> _Requirement_: Copy the material word for word, starting with the line that contains "Point to the cream" and stopping after the line that contains "x=485 y=270".

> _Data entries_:
--- Start ---
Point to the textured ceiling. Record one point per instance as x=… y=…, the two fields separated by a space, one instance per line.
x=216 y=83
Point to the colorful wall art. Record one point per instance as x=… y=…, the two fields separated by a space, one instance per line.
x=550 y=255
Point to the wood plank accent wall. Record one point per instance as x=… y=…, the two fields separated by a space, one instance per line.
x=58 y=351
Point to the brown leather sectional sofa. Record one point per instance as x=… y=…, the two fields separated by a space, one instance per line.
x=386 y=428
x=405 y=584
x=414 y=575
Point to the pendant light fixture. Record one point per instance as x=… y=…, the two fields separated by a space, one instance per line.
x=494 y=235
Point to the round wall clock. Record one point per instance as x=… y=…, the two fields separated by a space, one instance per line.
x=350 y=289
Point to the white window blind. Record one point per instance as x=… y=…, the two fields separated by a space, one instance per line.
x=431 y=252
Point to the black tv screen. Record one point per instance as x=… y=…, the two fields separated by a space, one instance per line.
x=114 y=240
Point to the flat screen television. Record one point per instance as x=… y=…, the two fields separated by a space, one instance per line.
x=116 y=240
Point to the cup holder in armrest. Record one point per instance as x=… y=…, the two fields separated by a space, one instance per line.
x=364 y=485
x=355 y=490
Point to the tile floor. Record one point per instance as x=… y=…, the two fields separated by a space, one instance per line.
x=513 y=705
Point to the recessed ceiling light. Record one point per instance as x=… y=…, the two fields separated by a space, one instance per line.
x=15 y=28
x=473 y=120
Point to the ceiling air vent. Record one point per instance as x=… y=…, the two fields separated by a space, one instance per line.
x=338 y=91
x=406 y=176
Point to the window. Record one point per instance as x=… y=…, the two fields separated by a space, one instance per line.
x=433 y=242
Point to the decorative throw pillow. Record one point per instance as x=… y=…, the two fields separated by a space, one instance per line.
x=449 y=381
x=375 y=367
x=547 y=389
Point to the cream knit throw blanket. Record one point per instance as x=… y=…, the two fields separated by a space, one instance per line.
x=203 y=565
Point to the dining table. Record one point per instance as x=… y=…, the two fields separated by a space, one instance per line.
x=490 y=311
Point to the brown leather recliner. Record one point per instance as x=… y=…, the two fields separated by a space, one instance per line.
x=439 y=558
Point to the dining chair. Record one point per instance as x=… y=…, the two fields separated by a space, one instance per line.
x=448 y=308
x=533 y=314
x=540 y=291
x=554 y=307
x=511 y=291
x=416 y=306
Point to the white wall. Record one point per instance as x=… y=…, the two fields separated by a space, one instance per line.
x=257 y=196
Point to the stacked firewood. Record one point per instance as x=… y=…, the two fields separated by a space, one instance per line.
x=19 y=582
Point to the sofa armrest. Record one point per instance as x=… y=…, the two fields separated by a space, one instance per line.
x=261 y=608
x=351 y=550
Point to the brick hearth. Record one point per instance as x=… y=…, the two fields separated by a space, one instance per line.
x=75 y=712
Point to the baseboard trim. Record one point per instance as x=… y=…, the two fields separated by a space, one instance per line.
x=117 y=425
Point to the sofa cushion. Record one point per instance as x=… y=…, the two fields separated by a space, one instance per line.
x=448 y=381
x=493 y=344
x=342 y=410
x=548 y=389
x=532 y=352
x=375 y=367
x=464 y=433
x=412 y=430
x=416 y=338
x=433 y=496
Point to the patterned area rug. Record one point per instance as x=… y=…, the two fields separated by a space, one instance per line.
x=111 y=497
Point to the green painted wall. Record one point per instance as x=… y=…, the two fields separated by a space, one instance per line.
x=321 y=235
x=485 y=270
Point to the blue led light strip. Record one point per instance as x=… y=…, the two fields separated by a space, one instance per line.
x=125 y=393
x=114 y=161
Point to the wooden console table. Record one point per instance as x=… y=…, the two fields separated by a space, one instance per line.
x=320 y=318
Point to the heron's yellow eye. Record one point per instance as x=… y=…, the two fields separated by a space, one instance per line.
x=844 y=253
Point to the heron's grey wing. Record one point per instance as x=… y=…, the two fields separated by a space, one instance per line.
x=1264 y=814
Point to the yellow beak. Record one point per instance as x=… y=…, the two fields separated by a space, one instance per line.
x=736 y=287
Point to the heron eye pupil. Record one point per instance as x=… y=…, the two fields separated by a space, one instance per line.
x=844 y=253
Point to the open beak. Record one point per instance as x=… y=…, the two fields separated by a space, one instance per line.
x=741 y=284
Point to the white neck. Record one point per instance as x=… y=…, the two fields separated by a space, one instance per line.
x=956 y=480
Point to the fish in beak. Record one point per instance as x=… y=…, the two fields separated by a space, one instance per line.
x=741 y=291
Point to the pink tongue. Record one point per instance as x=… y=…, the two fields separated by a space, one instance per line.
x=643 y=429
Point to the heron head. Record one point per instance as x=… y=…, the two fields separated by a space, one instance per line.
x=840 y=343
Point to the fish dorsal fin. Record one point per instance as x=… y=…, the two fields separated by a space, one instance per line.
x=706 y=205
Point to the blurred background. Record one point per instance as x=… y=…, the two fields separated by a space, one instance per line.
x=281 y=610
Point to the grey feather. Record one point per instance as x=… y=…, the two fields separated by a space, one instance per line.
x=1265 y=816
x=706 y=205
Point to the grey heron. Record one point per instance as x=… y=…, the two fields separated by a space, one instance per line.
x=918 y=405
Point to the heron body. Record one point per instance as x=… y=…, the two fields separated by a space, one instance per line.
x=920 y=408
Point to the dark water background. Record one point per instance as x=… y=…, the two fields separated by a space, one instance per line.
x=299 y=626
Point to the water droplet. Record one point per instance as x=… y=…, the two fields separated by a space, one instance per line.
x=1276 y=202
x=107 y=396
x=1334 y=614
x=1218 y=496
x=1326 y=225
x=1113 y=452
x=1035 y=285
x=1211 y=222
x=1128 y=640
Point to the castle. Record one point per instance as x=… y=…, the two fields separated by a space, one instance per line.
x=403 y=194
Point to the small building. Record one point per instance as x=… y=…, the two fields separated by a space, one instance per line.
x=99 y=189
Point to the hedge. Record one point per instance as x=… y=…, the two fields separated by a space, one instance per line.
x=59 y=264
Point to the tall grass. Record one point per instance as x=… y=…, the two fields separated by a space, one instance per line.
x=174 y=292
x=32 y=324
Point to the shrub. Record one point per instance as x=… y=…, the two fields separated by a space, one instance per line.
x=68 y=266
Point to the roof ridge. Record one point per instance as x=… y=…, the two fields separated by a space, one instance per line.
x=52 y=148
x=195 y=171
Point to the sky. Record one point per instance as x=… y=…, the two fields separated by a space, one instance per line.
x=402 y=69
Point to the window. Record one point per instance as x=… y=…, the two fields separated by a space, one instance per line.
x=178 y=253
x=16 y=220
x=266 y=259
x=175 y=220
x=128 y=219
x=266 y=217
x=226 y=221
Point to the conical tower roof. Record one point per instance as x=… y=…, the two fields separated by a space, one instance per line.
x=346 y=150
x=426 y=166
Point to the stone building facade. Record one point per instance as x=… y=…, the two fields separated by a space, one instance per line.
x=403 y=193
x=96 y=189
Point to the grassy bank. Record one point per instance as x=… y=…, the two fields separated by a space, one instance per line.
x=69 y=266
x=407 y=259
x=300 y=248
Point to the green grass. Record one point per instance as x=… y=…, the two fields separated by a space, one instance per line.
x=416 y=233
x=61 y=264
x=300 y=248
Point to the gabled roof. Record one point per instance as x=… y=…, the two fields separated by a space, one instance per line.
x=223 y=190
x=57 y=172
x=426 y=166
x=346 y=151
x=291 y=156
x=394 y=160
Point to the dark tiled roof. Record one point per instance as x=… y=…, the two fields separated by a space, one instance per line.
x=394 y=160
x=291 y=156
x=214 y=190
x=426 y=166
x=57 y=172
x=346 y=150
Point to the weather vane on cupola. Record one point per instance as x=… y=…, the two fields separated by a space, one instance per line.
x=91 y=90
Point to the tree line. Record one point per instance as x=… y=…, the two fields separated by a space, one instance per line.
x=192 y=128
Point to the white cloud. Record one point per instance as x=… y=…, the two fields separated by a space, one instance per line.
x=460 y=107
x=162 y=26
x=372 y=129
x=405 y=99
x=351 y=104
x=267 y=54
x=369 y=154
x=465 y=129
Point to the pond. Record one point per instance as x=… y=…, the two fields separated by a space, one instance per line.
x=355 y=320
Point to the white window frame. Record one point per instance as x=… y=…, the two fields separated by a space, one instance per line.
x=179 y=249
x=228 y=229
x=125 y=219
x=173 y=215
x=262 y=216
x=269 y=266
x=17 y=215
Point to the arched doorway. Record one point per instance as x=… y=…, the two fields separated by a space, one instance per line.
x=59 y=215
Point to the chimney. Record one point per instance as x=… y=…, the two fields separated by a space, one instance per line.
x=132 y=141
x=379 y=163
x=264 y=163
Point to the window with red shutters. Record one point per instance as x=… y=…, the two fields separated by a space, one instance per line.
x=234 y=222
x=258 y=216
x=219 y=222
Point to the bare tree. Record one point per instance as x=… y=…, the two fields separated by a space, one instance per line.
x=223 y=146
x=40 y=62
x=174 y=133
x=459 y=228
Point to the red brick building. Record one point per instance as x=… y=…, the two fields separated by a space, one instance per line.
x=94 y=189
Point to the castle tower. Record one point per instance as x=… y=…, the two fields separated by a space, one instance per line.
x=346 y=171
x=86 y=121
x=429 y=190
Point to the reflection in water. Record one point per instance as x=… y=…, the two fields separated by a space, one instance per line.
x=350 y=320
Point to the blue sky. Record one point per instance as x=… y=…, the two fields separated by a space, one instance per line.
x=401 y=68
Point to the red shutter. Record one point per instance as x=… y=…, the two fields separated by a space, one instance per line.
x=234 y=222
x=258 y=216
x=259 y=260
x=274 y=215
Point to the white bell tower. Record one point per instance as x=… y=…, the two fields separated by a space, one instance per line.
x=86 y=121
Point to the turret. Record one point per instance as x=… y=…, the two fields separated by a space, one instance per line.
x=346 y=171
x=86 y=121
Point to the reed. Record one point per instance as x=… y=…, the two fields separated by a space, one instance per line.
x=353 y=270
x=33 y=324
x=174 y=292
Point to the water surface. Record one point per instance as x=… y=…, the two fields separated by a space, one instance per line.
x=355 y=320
--- End ---
> _Problem solution_:
Point to the cream knit throw blanket. Record one point per instance as x=… y=…, the two fields separated by a space, one instance per line.
x=203 y=565
Point to the dining table. Record one point per instance as x=… y=…, the two fields separated by a space, one instance per line.
x=490 y=311
Point to the brown leather recliner. Record one point per instance as x=… y=…, the two fields separated by a space, one instance per line.
x=439 y=558
Point to the dining chair. Record one point per instance as x=… y=…, the two fields separated by a space, one instance per line.
x=448 y=308
x=533 y=314
x=540 y=291
x=554 y=307
x=511 y=291
x=416 y=306
Point to the white wall. Record one point per instance as x=… y=…, the two fields separated by a space, one instance per line.
x=257 y=196
Point to the stacked firewood. Record one point per instance as x=… y=…, the two fields separated by a space, one instance per line.
x=19 y=582
Point to the sofa armrest. Record one point per instance as x=… y=…, the two fields separated by a space, one instance per line.
x=261 y=608
x=351 y=550
Point to the brick hearth. Record one point per instance as x=… y=…, the two fields separated by a space, one instance per line.
x=75 y=712
Point to the baseboard trim. Record one point per instance as x=… y=…, the two fields separated by a space, one instance per line.
x=117 y=425
Point to the sofa cushion. Record one point per instance as x=… y=…, the two fields separated by a space, one instance per line.
x=448 y=381
x=493 y=344
x=342 y=410
x=548 y=389
x=532 y=352
x=375 y=367
x=464 y=433
x=412 y=430
x=416 y=338
x=433 y=496
Point to the patterned area rug. Record one point per instance as x=… y=…, the two fields separated by a space, one instance per line.
x=111 y=497
Point to the green painted wall. Record one point per instance as x=… y=…, the two fields separated by a space, one instance per line.
x=321 y=235
x=485 y=270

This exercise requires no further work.